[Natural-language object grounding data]
*****

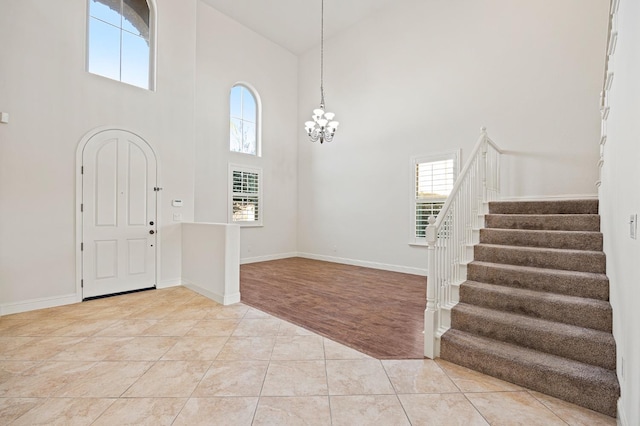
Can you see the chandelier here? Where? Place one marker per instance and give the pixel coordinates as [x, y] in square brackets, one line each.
[323, 127]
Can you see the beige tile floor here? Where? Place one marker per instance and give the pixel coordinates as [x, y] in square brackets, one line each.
[174, 357]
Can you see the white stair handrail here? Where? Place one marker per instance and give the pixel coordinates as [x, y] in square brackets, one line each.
[450, 234]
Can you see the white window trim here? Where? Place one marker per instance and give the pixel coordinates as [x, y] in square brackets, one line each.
[256, 96]
[153, 37]
[457, 156]
[248, 169]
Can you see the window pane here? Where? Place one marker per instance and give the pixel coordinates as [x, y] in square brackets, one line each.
[104, 49]
[106, 10]
[423, 212]
[248, 137]
[235, 102]
[136, 17]
[135, 60]
[245, 209]
[235, 135]
[248, 106]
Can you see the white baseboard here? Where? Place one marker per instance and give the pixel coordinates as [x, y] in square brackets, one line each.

*****

- **Assignment**: Copying begins at the line that holds "Can you see the window" and ends at the last line of the data above, with both included and each line kept exactly.

- **Answer box**:
Can you see the window pane here? Where? Place one marker per instance and give the pixel coordinates as [x, y] in square brackets, one line each.
[104, 49]
[106, 10]
[423, 212]
[248, 137]
[235, 102]
[136, 17]
[135, 60]
[245, 209]
[235, 135]
[248, 106]
Can you see the white baseboard here? Where? Place one marker per instance and give the pixel coordinates as [x, y] in square brackets, one line each.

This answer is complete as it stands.